Saved data entries:
####################
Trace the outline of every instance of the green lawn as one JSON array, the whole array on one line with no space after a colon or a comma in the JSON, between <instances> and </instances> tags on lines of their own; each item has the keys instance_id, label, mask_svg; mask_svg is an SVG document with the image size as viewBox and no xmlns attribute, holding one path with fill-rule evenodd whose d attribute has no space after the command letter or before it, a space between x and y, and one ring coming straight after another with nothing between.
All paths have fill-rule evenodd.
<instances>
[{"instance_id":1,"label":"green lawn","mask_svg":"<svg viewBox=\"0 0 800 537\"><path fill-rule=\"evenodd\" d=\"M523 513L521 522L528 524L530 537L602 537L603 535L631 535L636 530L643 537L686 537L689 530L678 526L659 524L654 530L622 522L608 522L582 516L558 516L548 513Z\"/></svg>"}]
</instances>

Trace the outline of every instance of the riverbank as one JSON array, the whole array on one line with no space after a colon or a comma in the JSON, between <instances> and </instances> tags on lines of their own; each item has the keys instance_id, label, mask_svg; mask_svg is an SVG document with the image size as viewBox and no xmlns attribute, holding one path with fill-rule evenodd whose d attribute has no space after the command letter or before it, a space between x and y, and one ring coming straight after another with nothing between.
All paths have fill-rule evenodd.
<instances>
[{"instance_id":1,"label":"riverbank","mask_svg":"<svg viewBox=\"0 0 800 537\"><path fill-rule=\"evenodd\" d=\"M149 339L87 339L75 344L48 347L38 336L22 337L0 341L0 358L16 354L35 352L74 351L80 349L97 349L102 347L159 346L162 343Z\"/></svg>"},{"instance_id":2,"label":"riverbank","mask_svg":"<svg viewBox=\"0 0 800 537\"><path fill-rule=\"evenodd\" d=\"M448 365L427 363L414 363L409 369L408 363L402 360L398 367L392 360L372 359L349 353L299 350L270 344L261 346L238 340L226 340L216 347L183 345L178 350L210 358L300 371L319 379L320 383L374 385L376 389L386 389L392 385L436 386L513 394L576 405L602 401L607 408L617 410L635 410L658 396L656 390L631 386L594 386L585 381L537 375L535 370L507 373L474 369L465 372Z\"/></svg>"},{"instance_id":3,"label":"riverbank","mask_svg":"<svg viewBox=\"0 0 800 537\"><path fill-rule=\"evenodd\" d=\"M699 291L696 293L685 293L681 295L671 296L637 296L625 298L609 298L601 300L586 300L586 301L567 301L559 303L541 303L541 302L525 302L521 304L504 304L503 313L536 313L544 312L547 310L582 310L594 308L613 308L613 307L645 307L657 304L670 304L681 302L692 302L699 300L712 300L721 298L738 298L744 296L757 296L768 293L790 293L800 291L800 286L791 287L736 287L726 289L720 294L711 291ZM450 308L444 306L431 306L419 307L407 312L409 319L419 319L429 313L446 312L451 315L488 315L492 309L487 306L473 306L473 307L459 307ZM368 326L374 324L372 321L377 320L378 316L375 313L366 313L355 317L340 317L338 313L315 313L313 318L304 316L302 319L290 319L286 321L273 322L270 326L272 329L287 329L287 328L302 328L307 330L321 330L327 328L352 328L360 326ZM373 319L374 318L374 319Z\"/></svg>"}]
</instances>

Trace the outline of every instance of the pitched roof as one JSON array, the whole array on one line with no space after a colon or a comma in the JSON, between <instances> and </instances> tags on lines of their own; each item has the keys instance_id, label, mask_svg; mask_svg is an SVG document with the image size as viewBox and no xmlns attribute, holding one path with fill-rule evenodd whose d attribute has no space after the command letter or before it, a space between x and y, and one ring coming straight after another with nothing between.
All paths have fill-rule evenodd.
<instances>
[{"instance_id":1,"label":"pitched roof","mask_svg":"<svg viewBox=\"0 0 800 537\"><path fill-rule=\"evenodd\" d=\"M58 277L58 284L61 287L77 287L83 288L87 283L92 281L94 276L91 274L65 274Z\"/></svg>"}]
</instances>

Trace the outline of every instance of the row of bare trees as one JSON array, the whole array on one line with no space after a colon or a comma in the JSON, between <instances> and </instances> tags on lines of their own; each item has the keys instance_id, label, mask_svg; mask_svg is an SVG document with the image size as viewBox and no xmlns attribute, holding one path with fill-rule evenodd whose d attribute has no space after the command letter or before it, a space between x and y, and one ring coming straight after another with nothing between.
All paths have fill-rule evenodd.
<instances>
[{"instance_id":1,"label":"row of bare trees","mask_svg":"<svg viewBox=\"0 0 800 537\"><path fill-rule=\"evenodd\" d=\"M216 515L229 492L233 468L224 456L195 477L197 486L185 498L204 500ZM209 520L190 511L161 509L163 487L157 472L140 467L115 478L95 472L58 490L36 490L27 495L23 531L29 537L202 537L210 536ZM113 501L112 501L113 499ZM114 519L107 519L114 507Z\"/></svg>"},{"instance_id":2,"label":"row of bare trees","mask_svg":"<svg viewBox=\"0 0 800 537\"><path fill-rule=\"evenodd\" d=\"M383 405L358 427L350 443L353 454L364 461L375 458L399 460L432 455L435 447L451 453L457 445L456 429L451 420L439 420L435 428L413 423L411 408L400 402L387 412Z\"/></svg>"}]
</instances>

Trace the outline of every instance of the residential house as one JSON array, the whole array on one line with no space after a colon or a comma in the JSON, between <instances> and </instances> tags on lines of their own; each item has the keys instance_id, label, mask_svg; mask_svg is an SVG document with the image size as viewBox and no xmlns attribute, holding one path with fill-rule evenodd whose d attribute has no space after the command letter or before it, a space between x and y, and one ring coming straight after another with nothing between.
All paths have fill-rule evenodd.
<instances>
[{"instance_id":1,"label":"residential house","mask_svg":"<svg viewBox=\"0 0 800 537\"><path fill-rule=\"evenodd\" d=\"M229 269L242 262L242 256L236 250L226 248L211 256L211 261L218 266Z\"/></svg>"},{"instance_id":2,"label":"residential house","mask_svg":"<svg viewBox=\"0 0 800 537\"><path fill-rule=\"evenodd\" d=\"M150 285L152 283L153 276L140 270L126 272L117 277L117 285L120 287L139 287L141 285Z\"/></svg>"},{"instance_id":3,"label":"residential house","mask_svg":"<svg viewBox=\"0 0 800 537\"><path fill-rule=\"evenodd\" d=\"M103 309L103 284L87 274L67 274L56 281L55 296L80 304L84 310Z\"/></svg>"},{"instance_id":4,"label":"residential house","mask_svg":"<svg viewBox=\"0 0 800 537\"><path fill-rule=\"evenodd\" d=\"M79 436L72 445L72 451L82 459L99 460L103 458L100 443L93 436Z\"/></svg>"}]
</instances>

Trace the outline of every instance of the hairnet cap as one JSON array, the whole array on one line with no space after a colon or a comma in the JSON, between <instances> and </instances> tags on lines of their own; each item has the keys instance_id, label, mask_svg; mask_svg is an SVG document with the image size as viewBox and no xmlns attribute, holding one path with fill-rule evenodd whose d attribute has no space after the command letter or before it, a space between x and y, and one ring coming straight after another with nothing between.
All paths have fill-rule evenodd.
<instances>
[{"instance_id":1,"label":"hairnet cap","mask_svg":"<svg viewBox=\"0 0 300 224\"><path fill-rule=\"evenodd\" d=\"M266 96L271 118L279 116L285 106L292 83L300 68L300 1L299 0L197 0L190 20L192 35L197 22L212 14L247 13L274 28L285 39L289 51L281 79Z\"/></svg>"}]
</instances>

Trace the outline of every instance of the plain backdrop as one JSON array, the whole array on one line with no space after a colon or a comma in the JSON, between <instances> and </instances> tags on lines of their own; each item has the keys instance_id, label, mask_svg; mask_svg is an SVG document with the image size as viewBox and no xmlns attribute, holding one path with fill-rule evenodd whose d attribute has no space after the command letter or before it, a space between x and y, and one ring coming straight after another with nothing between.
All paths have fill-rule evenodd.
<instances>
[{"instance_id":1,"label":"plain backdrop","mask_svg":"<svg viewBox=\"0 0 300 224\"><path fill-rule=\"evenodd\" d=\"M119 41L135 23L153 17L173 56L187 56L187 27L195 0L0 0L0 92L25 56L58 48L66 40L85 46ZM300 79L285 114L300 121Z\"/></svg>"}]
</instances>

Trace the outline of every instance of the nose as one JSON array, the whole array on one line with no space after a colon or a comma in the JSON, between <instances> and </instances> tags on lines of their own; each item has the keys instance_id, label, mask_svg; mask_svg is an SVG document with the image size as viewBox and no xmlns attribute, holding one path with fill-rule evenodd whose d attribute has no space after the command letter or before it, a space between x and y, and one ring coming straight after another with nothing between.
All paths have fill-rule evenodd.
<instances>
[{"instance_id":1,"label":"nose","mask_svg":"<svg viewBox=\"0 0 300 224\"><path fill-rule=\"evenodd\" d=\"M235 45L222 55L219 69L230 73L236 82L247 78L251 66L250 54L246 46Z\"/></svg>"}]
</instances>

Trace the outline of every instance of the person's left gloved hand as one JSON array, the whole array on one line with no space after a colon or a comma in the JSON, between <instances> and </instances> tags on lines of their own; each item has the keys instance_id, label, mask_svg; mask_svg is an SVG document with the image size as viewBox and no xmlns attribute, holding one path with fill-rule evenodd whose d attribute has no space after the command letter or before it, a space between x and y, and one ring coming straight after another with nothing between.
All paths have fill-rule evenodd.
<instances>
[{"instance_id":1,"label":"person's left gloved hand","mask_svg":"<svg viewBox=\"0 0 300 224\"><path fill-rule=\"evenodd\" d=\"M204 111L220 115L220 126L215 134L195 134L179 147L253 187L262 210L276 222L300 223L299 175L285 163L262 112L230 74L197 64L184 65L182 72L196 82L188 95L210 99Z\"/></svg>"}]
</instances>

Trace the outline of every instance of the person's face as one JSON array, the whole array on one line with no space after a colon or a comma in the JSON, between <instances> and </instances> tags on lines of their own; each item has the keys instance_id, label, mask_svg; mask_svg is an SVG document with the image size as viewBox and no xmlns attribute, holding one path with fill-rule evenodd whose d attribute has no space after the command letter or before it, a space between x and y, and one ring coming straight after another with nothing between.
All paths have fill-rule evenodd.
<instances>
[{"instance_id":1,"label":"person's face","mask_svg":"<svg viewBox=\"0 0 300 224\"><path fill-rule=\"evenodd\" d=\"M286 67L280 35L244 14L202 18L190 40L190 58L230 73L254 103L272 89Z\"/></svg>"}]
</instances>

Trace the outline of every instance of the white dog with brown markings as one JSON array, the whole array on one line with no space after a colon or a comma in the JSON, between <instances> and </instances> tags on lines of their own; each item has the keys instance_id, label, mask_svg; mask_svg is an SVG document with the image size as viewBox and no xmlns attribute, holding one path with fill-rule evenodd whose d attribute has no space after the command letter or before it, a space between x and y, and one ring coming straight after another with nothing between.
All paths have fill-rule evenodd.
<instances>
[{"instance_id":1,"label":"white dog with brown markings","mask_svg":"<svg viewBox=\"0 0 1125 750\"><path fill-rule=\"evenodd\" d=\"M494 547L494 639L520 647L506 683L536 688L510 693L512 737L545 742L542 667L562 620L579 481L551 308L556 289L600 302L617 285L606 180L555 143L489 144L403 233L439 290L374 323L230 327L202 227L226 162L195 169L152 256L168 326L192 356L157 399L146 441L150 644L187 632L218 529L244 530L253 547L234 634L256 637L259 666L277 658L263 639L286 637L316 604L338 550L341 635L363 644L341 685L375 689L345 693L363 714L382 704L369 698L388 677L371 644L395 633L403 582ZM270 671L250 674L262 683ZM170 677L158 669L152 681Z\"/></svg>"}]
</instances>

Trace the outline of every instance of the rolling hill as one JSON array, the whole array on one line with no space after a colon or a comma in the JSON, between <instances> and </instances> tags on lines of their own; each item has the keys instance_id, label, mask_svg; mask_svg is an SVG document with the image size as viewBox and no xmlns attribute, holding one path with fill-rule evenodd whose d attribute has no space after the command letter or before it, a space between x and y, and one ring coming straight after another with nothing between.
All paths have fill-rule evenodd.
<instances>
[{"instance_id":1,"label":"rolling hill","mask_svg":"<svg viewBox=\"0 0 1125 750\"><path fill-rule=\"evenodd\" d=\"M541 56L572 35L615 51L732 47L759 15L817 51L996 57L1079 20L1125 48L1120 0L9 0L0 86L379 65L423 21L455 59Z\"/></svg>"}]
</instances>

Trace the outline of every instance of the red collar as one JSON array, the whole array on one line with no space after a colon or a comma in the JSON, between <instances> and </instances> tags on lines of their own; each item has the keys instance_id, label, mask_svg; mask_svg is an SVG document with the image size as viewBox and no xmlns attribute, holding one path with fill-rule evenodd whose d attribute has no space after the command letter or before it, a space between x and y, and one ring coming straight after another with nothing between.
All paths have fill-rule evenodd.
####################
EXERCISE DETAILS -
Would you print, exactly as written, every line above from the one holding "Trace the outline of every instance of the plain" through the one holding "Trace the outline of every instance of the nose", with both included and no other lines?

WRITTEN ANSWER -
Trace the outline of every instance of the plain backdrop as one JSON array, the whole array on one line with no space after a colon or a comma in the JSON, between <instances> and </instances> tags on lines of their own; each item has the keys instance_id, label, mask_svg; mask_svg is an SVG document with the image size as viewBox and no xmlns attribute, holding one path with fill-rule evenodd whose d attribute has no space after the command letter or before it, a space between x and y, and one ring coming straight after another with nothing between.
All paths have fill-rule evenodd.
<instances>
[{"instance_id":1,"label":"plain backdrop","mask_svg":"<svg viewBox=\"0 0 300 224\"><path fill-rule=\"evenodd\" d=\"M119 41L135 23L153 17L173 56L187 56L187 27L195 0L0 0L0 92L25 56L58 48L66 40L85 46ZM300 79L285 114L300 121Z\"/></svg>"}]
</instances>

Trace the outline of every instance of the nose as one JSON array, the whole array on one line with no space after a colon or a comma in the JSON, between <instances> and </instances> tags on lines of their own; each item has the keys instance_id, label, mask_svg; mask_svg is an SVG document with the image size as viewBox and no xmlns attribute, holding one path with fill-rule evenodd whose d attribute has no space after the command letter or before it, a space between x and y, and one ring coming straight after another with nothing between.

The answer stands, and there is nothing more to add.